----- GIVEN TEXT -----
I suggest Condorcet//Approval with ranking among disapproved candidates
disallowed. Though apparently you are adamant about Clone-Winner
compliance.

I merely said that of the methods I am aware of, Schulze, River, and RP are
the best. Condorcet-Approval certainly sounds interesting though. I heard
about another hybrid today that also looks promising. Elect the Condorcet
winner if there is one otherwise default to approval. I think in practice
this would mostly result in the Approval winner being elected anyway. I
admit it. I completely overlooked Range-Condorcet hybrids. This one,
http://fc.antioch.edu/~james_green-armytage/cwp13.htm, also looks
interesting by the way. My response to these is largely the Bayesian Regret
argument. As near as I can tell, this preliminary procedure will reduce
overall Bayesian Regret scores.

I'm not entirely sure when the ranking of the disapproved candidates would
throw out the approval winner. (Which logically it must if it is to be
different.) I'll look for it though.


(I also suggest my FBC tweak of this method, but then we have exited 100%
Condorcet compliance.)

Interesting…


> Property Related:
> favorite betrayal, participation and consistency.
> Implications:
> 1) It is always good to vote and it is always good to rate
> your favorite
> candidate 100. The only Condorcet method to satisfy
> favorite betrayal is an
> obscure variant of Minmax which I'll ignore because of
> its glaring flaws (clone dependence *cough*)

MMPO fails clone independence rarely; the difficulty with it is its
potential to give absurd results failing Woodall's Plurality criterion
(is how I would describe it).
-----
GIVEN TASK 1:
Reproduce everything in the voting-methods discussion from "(I also suggest" down to "participation and consistency.", replacing "tweak" with "modification".
GIVEN TASK 2:
Carry on the voting-methods discussion from the point at which it stops.
----- RECORDS SHOWN -----
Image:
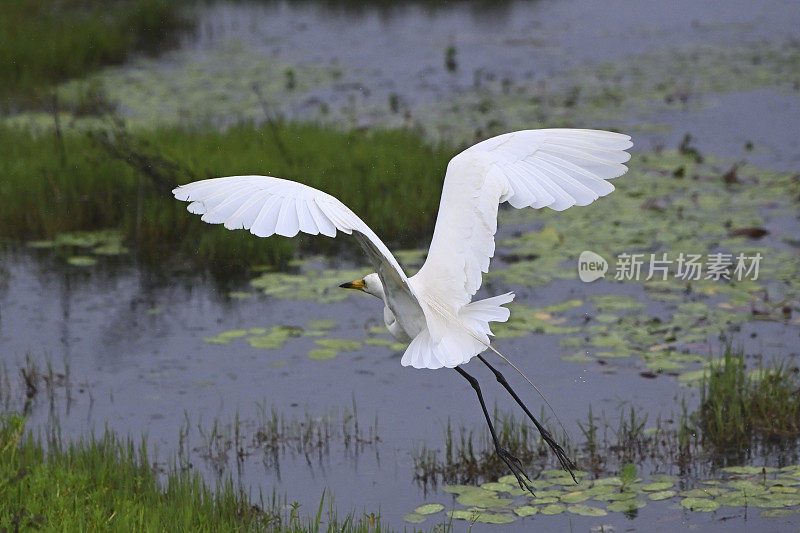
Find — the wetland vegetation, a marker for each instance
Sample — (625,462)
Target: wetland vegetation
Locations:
(88,164)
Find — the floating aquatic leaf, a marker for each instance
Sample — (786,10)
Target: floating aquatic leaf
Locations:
(586,510)
(343,345)
(553,509)
(461,514)
(486,499)
(748,469)
(496,486)
(703,493)
(699,504)
(495,518)
(777,513)
(544,500)
(429,508)
(323,354)
(273,339)
(615,496)
(662,495)
(626,505)
(614,481)
(378,341)
(81,260)
(576,496)
(233,334)
(240,295)
(526,510)
(41,244)
(657,486)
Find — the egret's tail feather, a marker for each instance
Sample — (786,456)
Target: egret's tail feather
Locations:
(460,344)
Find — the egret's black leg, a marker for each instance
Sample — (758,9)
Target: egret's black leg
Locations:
(558,450)
(513,463)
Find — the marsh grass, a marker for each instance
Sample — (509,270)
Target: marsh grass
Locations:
(109,484)
(741,417)
(739,409)
(67,181)
(44,42)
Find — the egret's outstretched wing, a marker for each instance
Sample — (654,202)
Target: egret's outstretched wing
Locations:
(268,206)
(555,168)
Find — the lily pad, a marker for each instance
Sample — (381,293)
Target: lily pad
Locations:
(81,260)
(699,504)
(586,510)
(662,495)
(323,354)
(340,345)
(626,505)
(553,509)
(414,518)
(429,508)
(657,486)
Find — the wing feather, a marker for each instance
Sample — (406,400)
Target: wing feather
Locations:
(555,168)
(267,206)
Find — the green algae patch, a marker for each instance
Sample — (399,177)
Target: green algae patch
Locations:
(81,260)
(586,510)
(414,518)
(323,354)
(526,510)
(429,508)
(339,345)
(662,495)
(699,504)
(625,506)
(275,338)
(553,509)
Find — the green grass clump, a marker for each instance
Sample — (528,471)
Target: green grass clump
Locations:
(738,408)
(112,179)
(110,485)
(105,484)
(43,42)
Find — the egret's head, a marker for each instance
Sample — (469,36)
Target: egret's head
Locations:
(371,284)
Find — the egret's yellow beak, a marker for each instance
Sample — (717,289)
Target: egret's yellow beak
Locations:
(358,284)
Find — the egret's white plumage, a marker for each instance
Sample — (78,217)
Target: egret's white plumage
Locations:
(555,168)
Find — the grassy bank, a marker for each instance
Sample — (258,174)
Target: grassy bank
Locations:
(45,42)
(109,485)
(68,181)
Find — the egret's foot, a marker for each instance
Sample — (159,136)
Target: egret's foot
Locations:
(515,465)
(566,462)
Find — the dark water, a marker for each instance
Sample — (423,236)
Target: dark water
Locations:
(133,339)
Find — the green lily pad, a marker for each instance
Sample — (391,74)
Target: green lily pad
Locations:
(662,495)
(526,510)
(498,487)
(657,486)
(553,509)
(342,345)
(586,510)
(429,508)
(322,354)
(576,496)
(703,493)
(777,513)
(81,260)
(699,504)
(626,505)
(495,518)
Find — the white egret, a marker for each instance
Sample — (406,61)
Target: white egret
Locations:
(433,310)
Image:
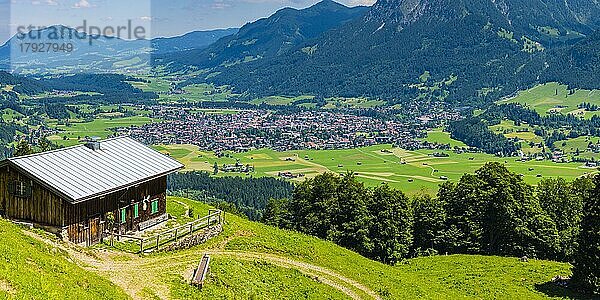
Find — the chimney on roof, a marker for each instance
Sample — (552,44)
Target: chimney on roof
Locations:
(93,143)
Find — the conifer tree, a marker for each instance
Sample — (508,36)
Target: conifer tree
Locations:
(586,268)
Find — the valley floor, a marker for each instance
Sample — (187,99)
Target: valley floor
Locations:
(254,261)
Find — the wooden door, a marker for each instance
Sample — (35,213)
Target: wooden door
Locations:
(95,231)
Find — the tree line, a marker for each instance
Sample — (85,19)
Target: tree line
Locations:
(490,212)
(248,195)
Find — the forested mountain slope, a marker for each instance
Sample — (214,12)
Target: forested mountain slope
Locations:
(269,37)
(464,51)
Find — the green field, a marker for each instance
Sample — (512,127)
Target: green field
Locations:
(97,128)
(253,261)
(410,171)
(440,137)
(250,260)
(30,269)
(193,93)
(554,98)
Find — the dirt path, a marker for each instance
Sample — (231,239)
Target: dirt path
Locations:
(305,267)
(135,274)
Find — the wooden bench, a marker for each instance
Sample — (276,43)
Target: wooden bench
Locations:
(200,273)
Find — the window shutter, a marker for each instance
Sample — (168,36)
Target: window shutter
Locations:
(136,212)
(123,216)
(11,187)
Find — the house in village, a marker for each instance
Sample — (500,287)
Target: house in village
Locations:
(74,191)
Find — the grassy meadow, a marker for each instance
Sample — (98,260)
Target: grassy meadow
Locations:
(98,127)
(410,171)
(250,260)
(554,98)
(30,269)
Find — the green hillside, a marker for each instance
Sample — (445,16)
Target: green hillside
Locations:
(30,269)
(554,98)
(254,261)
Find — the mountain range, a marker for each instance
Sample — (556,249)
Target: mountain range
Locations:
(95,53)
(462,51)
(270,37)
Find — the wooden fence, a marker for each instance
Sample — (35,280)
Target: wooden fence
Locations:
(172,235)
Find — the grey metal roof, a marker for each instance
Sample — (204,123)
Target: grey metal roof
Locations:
(79,173)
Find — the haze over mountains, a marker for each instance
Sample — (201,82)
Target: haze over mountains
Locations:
(463,52)
(96,53)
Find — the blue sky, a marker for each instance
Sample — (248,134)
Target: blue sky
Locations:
(159,17)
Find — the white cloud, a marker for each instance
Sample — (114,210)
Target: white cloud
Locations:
(83,4)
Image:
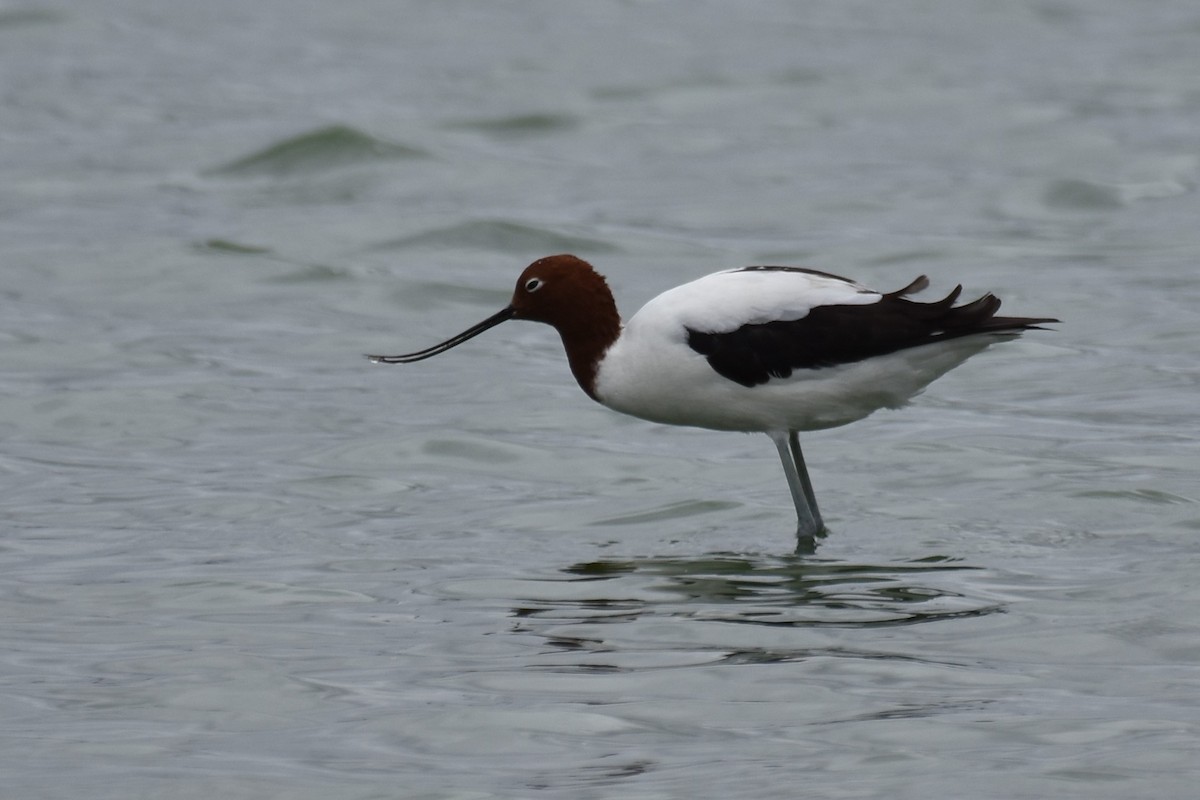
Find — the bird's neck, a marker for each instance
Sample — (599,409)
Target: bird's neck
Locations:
(586,342)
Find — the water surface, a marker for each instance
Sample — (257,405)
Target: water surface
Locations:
(240,561)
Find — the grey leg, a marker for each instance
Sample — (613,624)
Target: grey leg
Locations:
(809,523)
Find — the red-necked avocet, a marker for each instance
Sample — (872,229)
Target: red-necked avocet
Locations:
(774,349)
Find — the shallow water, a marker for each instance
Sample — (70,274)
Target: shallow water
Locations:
(240,561)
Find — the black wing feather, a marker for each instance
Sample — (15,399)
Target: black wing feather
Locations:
(835,335)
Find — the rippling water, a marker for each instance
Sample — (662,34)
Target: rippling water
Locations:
(240,561)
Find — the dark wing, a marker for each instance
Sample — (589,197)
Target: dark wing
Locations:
(834,335)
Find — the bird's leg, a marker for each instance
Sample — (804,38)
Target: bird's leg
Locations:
(809,524)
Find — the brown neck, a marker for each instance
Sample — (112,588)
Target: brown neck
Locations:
(586,344)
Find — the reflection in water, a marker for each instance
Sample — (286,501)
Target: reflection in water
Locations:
(768,591)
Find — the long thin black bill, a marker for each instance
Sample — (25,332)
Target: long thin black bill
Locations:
(471,332)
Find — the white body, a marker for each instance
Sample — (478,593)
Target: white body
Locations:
(652,373)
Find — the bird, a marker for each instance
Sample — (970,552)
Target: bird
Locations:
(762,349)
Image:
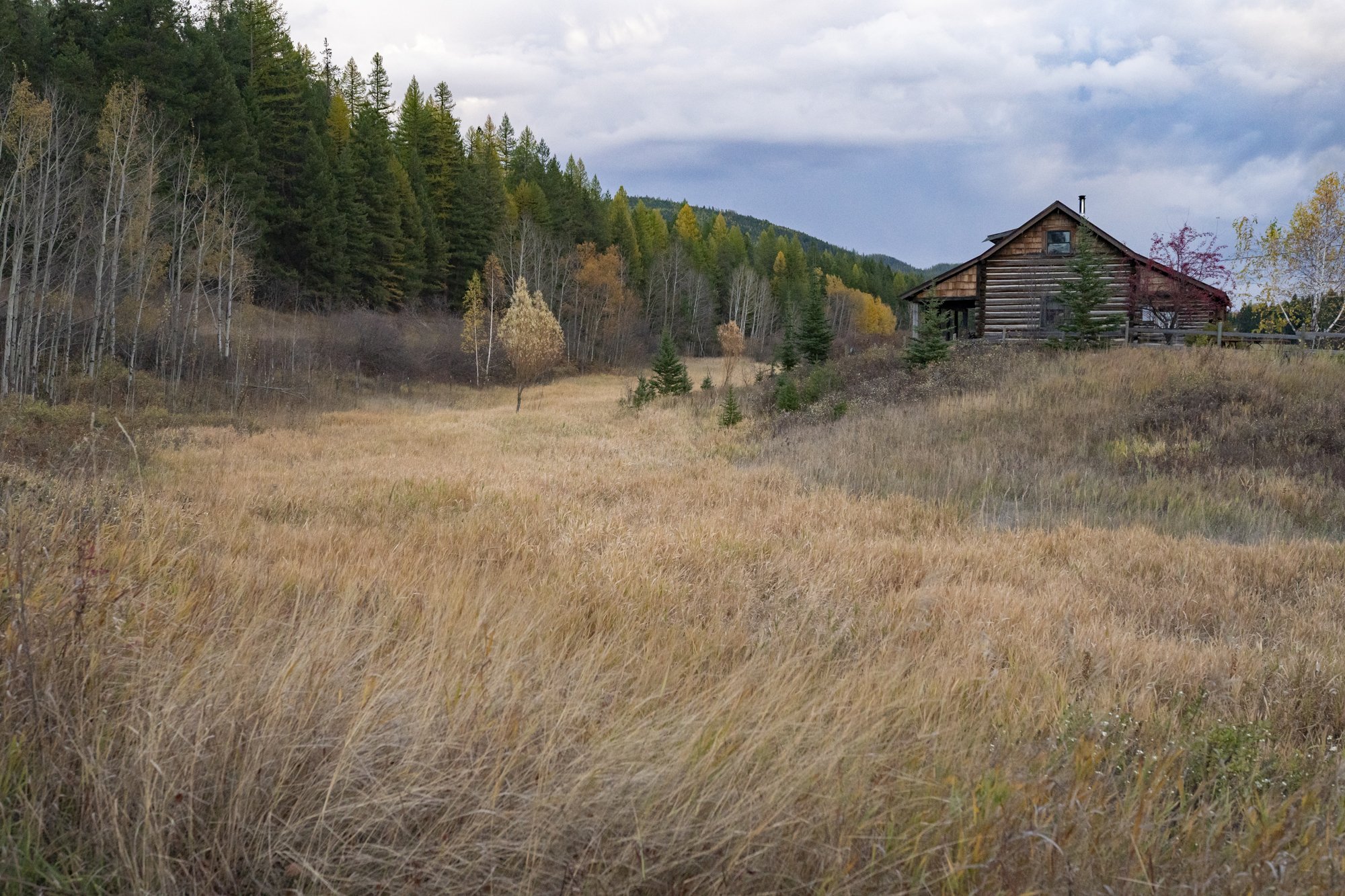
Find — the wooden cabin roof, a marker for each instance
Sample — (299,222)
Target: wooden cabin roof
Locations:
(1005,239)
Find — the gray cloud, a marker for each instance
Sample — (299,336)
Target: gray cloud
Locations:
(898,127)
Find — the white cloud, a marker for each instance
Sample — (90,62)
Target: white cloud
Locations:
(1214,104)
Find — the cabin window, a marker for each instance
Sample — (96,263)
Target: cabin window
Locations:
(1058,243)
(1052,314)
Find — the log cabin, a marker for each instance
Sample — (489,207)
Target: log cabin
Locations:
(1011,288)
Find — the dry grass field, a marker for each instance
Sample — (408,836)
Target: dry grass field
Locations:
(1028,624)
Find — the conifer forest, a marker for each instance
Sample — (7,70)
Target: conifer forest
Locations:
(165,165)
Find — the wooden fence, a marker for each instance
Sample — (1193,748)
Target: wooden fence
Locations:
(1156,334)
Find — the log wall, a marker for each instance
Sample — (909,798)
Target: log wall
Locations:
(1017,283)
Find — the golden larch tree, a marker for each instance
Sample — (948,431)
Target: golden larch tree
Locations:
(532,338)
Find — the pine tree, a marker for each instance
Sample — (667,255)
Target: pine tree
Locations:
(644,393)
(730,413)
(474,322)
(927,345)
(789,352)
(670,377)
(816,335)
(377,241)
(1082,296)
(443,163)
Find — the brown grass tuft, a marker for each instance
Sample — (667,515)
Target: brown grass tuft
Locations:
(438,646)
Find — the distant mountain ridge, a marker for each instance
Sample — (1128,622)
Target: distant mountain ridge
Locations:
(755,227)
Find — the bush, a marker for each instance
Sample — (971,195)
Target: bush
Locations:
(787,396)
(730,412)
(820,382)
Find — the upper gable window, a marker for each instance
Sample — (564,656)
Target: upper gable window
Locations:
(1058,243)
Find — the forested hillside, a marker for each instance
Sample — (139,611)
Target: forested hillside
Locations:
(163,163)
(754,228)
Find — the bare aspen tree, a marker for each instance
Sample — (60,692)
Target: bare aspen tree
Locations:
(532,338)
(731,346)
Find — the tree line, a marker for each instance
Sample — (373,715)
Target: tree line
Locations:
(267,170)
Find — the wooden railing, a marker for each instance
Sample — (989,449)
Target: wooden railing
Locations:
(1136,334)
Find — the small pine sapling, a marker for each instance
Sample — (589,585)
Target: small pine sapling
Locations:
(644,393)
(670,377)
(1082,295)
(730,412)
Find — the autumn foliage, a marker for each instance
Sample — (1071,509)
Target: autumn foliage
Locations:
(859,314)
(1172,302)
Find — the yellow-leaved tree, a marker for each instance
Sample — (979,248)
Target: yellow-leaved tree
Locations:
(532,337)
(857,313)
(1300,268)
(731,346)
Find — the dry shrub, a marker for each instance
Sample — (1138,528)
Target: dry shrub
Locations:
(427,649)
(1235,446)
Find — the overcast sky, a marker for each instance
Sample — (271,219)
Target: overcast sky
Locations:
(911,128)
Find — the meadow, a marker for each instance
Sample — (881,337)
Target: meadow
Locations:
(1065,623)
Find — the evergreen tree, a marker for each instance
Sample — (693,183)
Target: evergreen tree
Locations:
(927,345)
(816,335)
(1082,296)
(297,208)
(377,243)
(644,393)
(730,413)
(478,208)
(670,377)
(789,352)
(443,162)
-----
ANSWER 1:
(I also suggest my FBC modification of this method, but then we have exited 100%
Condorcet compliance.)

Interesting…


> Property Related:
> favorite betrayal, participation and consistency.

ANSWER 2:
Wouldn't MMPO<http://www.mail-archive.com/election-methods-electorama.com@electorama.com/msg06261.html>be
susceptible to the other arguments as well? At first glance, it does
appear promising.

> 2) How does it make sense to be able to divide a region
> into two
> constituencies each electing A if B is the actual winner?

I would say it doesn't matter. I'd also say that in reality, Range isn't
better, even if technically it doesn't seem to have this problem. So
it's purely a theoretical concern.



It may be a theoretical concern, but saying it doesn't matter really isn't a
response. I was wondering how a method failing this could be considered to
truly represent the will of the people when considering them as several
independent groups would lead to unanimous support of a different candidate.
I did not link this argument back to the real world of voting; I
specifically asked for a theoretical justification.

> Condorcet methods
> are not additive, this calls into question the actual
> meaning of being
> elected by a Condorcet method.

It would, if one did not know what the meaning is. Of course the CW is
not selected on some additive reasoning.

This is my argument. Please defend the concept of a CW given its
non-additive properties.

> answers to potentital majority rule counterarguments:
> 1) Range voting isn't a majority method.
> answer: any majority can impose their will if they choose
> to exercise it.

The reason this is not a satisfying answer is that when a method is a
"majority method" this means that the majority does not have to get
together before the election, identify themselves as being a majority,
and settle on a singular goal.

Otherwise almost every method is a "majority method" in your sense.
Plurality is one too.

First of all, I wasn't suggesting this as an alternative definition of the
majority criterion. Also, in order for a method to escape your criticism it
would have to satisfy FBC and majority at the same time so that sincere
majorities can be identified and rewarded. Please identify a method that
does both of these.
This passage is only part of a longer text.